◆ ACTIVITY ◆
Say how many lines in the records contain "instance". The reply must consist of the number alone.

Segment Start: INFORMATION SUPPLIED

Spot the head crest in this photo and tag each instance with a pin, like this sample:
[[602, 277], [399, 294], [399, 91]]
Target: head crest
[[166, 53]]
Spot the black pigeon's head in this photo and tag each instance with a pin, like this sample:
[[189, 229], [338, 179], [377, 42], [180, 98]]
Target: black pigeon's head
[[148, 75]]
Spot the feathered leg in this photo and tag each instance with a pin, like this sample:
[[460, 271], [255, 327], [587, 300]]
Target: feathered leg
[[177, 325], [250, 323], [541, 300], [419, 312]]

Segment End: INFORMATION SUPPLIED
Segment Start: INFORMATION SUPPLIED

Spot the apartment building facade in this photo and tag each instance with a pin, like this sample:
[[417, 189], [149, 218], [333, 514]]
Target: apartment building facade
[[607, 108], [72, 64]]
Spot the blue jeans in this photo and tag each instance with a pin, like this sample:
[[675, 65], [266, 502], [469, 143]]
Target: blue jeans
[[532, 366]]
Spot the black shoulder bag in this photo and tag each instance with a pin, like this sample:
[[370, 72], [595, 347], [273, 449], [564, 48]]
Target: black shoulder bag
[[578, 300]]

Segment End: INFORMATION SUPPLIED

◆ OUTPUT ◆
6